Parti Tarihi Bölüm - 9 - 4 - (1921 – 1925)
4 -EKONOMİK RESTORASYONDA KARŞILAŞILAN GÜÇLÜKLERE KARŞI MÜCADELE. TROÇKİSTLER LENİNİN HASTALIĞINDAN YARARLANARAK FAALİYETLERİNİ ARTIRIYORLAR. YENİ PARTİ TARTIŞMASI. TROÇKİSTLERİN YENİLGİSİ. LENİN’İN ÖLÜMÜ. LENİN SEFERBERLİĞİ. XIII. PARTİ KONGRESİ.
Ulusal ekonomiyi restore etme mücadelesinin daha ilk yıllarında önemli başarılar elde edildi. 1924 yılı başlangıcında bütün alanlarda bir ilerleme gözlemleniyordu. Ekili alanlar 1921'den bu yana bir hayli artmıştı ve köylü tarımı durmadan gelişiyordu. Sosyalist sanayi büyüyüp genişlemekteydi. İşçi sınıfı sayıca bir hayli artmıştı. Ücretler artmıştı. İşçiler ve köylüler için hayat, 1920 ve 1921 yıllarına oranla kolaylaşmış ve düzelmişti.
Ne var ki, henüz aşılmamış olan iktisadi bozukluğun etkileri hala hissediliyordu. Sanayi hala savaş öncesi seviyenin altındaydı ve sanayideki büyüme, ülkenin talebini karşılamaktan çok uzaktı. 1923 sonuna doğru aşağı yukarı bir milyon işsiz vardı; çünkü ulusal ekonominin yavaş büyümesi, henüz işsizliği emme imkanı sunmuyordu. Ticaretin gelişmesi duraklamadaydı, bu Nepçilerin ve ticaret örgütlerimizdeki Nepçi unsurların ülkeye zorla dayattığı mamul madde fiyatlarının aşırı yüksek olmasının bir sonucuydu. Bundan dolayı Sovyet rublesi şiddetle dalgalanmaya ve değeri düşmeye başladı. Tüm bunlar, işçi ve köylülerin durumunun düzelmesini engelliyordu.
1923 sonbaharında, Sovyet iktidarı tarafından güdülen fiyat politikasının sanayi ve ticaret örgütlerimiz tarafından ihlal edilmesi yüzünden, iktisadi güçlükler biraz daha ağırlaştı. Mamul maddelerin fiyatlarıyla tarım ürünlerinin fiyatları arasında büyük bir uçurum vardı. Tahıl fiyatları düşüktü, buna karşılık mamul maddelerin fiyatları haddinden fazla yüksekti. Sanayiin yönetim masrafları çok yüksekti, ve bu, malları pahalılandırıyordu. Köylülüğün sattığı tahıl karşılığı elde ettiği paranın değeri hızla düşüyordu. O sıralar Yüksek Ekonomi Konseyi'nde bulunan Troçkist Pyatakov'un, sözümona sanayii geliştirmek amacıyla, bütün idarecilere, mamul maddelerin satışından mümkün olan en yüksek kârı elde etmeleri ve fiyatları azamiye yükseltmeleri yolunda caniyane talimatlar vermesi, işleri daha da kötüleştirdi. Aslında bu Nepçi şiar ancak sanayiin temelinin daralmasına ve sanayiin altını oymaya yolaçabilirdi. Bu koşullar altında mamul madde satın almak, köylüler için avantajsızdı, ve köylüler bu tür maddeleri satın almayı bıraktılar. Bunun sonucunda, sanayiin zarar gördüğü bir satış krizi doğdu. Ücretlerin ödenmesinde güçlükler ortaya çıktı. Bu da işçiler arasında hoşnutsuzluk yarattı. Bazı fabrikalardaki en geri işçiler işyerlerini terkettiler.
◇ ◇ ◇
Parti tarihi metninin "Parti Tarihi Bölüm" ile başlayıp "kolaylaşmış ve düzelmişti." ile biten kısmını, "Ücretler" yerine "Maaşlar" koyarak yeniden yazın.

[Bir veri kümesinden öğeler]
◇ ◇ ◇
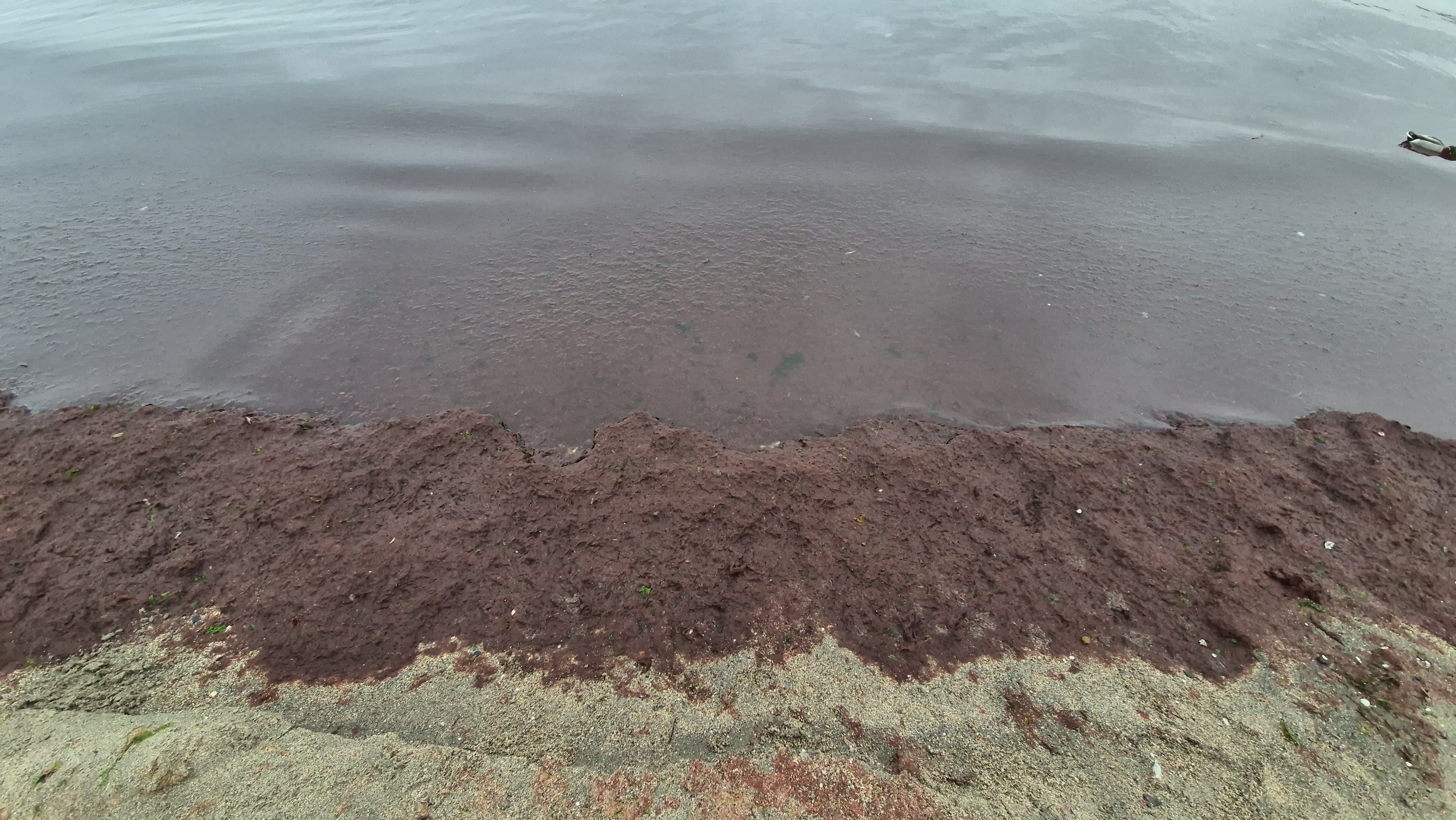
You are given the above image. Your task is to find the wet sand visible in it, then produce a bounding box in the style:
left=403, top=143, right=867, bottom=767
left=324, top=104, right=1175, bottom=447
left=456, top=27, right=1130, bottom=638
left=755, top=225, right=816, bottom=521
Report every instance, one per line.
left=0, top=406, right=1456, bottom=817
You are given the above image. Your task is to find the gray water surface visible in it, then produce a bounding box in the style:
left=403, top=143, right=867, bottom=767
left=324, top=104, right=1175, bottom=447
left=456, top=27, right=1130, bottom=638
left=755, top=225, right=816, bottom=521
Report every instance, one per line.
left=0, top=0, right=1456, bottom=447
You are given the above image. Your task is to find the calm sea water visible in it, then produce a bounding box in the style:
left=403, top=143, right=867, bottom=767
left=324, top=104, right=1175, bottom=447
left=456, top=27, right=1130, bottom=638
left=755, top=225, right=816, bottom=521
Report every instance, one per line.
left=0, top=0, right=1456, bottom=447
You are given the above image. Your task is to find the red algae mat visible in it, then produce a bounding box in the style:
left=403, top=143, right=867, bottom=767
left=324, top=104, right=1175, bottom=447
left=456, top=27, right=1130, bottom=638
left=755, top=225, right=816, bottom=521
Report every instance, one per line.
left=0, top=406, right=1456, bottom=682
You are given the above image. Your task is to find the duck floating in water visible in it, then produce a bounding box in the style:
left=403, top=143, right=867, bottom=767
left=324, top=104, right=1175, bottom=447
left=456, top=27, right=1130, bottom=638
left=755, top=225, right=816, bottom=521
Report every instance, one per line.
left=1401, top=131, right=1456, bottom=160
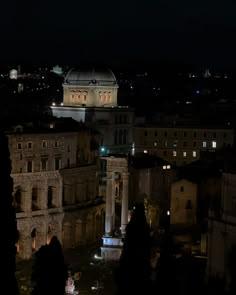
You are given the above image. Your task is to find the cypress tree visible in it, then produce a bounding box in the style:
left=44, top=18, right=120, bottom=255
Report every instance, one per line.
left=0, top=131, right=19, bottom=295
left=117, top=204, right=151, bottom=295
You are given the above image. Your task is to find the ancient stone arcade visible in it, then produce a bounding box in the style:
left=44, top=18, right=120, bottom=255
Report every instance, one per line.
left=9, top=127, right=105, bottom=259
left=101, top=156, right=129, bottom=261
left=13, top=171, right=64, bottom=259
left=61, top=166, right=105, bottom=249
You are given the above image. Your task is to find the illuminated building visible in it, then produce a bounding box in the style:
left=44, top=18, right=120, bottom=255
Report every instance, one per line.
◇ ◇ ◇
## Alıştırma sonucu
Parti Tarihi Bölüm - 9 - 4 - (1921 – 1925)
4 -EKONOMİK RESTORASYONDA KARŞILAŞILAN GÜÇLÜKLERE KARŞI MÜCADELE. TROÇKİSTLER LENİNİN HASTALIĞINDAN YARARLANARAK FAALİYETLERİNİ ARTIRIYORLAR. YENİ PARTİ TARTIŞMASI. TROÇKİSTLERİN YENİLGİSİ. LENİN’İN ÖLÜMÜ. LENİN SEFERBERLİĞİ. XIII. PARTİ KONGRESİ.
Ulusal ekonomiyi restore etme mücadelesinin daha ilk yıllarında önemli başarılar elde edildi. 1924 yılı başlangıcında bütün alanlarda bir ilerleme gözlemleniyordu. Ekili alanlar 1921'den bu yana bir hayli artmıştı ve köylü tarımı durmadan gelişiyordu. Sosyalist sanayi büyüyüp genişlemekteydi. İşçi sınıfı sayıca bir hayli artmıştı. Maaşlar artmıştı. İşçiler ve köylüler için hayat, 1920 ve 1921 yıllarına oranla kolaylaşmış ve düzelmişti.